#### READING TEXT
■ ■ ■ ■ ■

Years ago, a friend and colleague cautioned me: “If you want to make big demands on people, make sure you provide the support they need to achieve those goals.” Supporters of science education improvement would do well to listen to that advice.
The National Research Council’s K-12 Framework for Science Education and the Next Generation Science Standards are designed to drive dramatic rethinking and improvement of science education for all students in the United States. Now decisions at the district, state, and federal levels will determine whether the new standards will promote substantive improvement. The NRC framework and the NGSS embrace three critical ideas: The first—a political idea—is that ensuring learning opportunity and quality for all students is not just a local matter, but rather an issue that demands a comprehensive strategy. The second—a pedagogical idea—is that orchestration of science learning is a complex undertaking involving well-sequenced student engagement in the practices of scientists and engineers in the context of investigating core disciplinary ideas and making meaningful connections across disciplines. The third—a civic idea—is that science learning has an essential role in supporting informed and reasoned democratic participation.
Advocates for improvement in science and engineering learning should heed lessons learned from the cascading conflicts surrounding the Common Core State Standards. So far, the rollout of the NGSS has avoided the pitfalls associated with the common core. In that light, several observations about the science standards are in order:
• The NGSS development process has been open and transparent. It has avoided the perception of an exclusionary development process and connection to commercial interests or political agendas. It should remain so and continue to be open to critique and refinement.

■ ■ ■ ■ ■

#### EXCERPTED RECORDS
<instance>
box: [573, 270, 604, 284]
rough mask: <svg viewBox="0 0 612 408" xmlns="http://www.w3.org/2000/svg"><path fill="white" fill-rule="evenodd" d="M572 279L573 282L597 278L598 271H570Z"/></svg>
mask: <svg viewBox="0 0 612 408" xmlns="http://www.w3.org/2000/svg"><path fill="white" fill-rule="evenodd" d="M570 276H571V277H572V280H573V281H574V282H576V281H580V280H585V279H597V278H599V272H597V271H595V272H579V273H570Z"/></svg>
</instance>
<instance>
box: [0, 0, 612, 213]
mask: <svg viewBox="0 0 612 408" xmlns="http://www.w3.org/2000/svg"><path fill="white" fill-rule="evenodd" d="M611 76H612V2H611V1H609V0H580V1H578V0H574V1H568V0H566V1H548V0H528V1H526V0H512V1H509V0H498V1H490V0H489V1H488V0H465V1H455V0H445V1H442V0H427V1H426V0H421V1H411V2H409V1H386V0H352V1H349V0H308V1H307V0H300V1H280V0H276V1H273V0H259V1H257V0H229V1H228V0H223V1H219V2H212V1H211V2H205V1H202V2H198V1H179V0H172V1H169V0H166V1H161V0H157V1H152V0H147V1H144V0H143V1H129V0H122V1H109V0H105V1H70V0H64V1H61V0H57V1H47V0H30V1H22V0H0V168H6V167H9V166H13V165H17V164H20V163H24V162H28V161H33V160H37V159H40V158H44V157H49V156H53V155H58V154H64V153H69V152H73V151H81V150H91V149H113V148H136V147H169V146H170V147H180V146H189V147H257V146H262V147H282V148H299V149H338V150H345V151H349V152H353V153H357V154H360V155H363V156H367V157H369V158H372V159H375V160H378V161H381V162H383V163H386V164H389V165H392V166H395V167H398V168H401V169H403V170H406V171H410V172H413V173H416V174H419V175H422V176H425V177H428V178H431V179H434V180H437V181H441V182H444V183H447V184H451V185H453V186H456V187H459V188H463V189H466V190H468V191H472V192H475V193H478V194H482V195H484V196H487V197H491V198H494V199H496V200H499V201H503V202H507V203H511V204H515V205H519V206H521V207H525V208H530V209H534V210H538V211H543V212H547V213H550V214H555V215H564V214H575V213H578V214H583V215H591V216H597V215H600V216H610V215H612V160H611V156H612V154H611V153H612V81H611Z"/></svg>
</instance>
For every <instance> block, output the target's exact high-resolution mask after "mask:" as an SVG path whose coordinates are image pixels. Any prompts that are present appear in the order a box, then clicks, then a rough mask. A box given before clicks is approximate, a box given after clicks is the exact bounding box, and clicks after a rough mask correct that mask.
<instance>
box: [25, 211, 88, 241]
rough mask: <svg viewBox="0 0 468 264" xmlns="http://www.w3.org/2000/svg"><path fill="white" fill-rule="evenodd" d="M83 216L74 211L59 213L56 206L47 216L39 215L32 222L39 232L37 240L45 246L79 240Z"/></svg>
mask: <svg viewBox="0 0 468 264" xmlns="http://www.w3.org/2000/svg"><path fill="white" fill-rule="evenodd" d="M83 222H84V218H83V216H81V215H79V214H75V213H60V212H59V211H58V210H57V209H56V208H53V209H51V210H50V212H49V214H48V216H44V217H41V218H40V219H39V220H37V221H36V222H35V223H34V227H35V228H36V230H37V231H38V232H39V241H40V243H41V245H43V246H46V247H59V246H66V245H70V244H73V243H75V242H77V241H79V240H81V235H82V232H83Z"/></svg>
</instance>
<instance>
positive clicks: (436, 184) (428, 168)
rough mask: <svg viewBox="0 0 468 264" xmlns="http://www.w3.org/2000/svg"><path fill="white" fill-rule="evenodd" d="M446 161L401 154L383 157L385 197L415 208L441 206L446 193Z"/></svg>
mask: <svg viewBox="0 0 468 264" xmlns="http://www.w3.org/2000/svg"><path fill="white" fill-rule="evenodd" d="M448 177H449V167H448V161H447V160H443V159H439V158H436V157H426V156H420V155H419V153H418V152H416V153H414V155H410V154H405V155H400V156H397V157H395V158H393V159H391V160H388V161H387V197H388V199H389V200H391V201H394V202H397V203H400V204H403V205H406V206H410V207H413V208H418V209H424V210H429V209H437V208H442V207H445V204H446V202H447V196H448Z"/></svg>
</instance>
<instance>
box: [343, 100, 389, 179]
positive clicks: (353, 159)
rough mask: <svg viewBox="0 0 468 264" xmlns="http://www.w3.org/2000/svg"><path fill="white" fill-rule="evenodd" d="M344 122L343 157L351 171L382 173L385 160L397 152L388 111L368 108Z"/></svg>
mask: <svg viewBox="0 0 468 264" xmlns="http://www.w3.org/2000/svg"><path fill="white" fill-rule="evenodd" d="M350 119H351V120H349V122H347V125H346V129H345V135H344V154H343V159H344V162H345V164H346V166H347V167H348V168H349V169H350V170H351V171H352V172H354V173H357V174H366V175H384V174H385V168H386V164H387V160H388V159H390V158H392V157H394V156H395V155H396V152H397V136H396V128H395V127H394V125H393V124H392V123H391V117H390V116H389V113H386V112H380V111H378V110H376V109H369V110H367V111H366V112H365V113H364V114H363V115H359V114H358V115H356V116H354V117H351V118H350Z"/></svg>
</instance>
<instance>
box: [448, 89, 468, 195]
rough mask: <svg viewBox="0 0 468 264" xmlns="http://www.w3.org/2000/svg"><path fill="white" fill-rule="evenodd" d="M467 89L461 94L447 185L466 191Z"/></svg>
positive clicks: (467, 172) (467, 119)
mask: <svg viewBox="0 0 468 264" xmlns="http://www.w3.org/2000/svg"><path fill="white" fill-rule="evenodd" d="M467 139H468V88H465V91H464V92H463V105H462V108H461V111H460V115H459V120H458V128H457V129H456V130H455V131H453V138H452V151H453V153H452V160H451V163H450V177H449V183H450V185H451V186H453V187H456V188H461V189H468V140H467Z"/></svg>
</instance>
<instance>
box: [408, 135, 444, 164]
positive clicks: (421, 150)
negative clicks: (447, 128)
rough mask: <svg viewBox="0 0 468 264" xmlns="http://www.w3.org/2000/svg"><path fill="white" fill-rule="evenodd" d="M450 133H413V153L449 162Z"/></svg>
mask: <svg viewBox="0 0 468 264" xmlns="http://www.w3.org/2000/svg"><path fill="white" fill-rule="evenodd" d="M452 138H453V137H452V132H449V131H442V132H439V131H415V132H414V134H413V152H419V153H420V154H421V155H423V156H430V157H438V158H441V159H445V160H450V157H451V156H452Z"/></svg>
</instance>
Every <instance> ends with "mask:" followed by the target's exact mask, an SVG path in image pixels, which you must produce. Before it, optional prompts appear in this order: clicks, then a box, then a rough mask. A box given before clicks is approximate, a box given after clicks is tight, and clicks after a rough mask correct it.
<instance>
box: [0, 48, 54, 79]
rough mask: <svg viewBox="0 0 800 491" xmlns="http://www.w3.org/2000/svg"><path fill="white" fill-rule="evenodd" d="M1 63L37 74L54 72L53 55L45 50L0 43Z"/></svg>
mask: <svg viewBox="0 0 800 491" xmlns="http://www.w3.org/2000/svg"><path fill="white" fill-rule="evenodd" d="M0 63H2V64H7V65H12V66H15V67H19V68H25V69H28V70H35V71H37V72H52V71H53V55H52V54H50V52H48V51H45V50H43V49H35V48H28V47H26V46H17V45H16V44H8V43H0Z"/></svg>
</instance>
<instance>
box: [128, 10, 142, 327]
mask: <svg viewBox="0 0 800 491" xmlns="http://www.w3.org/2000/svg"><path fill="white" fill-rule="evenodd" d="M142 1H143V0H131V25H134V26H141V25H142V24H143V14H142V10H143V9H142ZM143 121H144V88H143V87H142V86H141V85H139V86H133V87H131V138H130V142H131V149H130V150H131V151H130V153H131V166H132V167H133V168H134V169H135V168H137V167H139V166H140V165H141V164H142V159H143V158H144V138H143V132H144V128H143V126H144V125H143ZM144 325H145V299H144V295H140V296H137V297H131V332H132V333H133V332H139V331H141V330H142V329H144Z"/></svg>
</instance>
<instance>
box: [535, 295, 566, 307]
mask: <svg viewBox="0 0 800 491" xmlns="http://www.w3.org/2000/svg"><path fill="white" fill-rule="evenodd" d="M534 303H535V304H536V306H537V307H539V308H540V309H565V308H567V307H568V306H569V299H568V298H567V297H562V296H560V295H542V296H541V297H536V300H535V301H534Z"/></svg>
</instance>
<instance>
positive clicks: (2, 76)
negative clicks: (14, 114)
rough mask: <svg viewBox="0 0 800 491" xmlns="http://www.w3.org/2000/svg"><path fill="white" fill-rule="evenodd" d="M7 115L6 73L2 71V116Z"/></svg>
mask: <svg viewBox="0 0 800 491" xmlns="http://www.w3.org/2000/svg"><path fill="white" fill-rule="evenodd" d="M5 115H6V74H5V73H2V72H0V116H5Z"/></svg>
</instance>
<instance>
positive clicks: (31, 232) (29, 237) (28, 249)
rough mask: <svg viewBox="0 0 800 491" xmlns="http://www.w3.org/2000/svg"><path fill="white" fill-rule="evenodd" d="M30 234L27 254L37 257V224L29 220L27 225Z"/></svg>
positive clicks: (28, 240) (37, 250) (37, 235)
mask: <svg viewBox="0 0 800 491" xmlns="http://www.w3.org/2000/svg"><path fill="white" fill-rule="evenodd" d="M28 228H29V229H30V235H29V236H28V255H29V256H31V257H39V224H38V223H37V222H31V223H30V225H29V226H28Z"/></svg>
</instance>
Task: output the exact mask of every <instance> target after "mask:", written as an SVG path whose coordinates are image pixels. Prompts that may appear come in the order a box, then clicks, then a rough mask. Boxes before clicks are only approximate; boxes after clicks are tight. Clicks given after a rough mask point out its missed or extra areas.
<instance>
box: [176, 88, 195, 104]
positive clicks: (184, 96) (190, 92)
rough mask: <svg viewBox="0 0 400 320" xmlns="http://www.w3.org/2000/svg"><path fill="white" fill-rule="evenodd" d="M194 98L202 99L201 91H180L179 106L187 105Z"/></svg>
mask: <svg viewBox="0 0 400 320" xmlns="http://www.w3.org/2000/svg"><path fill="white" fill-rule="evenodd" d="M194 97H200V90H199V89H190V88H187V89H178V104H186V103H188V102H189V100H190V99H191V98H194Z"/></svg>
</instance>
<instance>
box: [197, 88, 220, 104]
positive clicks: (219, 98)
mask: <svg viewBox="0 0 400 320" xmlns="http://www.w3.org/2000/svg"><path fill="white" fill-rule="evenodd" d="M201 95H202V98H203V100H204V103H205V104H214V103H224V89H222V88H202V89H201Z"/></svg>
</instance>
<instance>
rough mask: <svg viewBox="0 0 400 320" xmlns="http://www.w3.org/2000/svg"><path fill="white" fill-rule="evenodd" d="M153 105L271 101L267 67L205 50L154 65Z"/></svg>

■ ■ ■ ■ ■

#### EXERCISE A
From the science education passage, repeat everything from "Years ago, a" down to "to that advice.".
#### EXERCISE B
In the science education passage, what kind of idea is the third of the three critical ideas?

#### WRITTEN RESPONSE A
Years ago, a friend and colleague cautioned me: “If you want to make big demands on people, make sure you provide the support they need to achieve those goals.” Supporters of science education improvement would do well to listen to that advice.

#### WRITTEN RESPONSE B
A civic idea.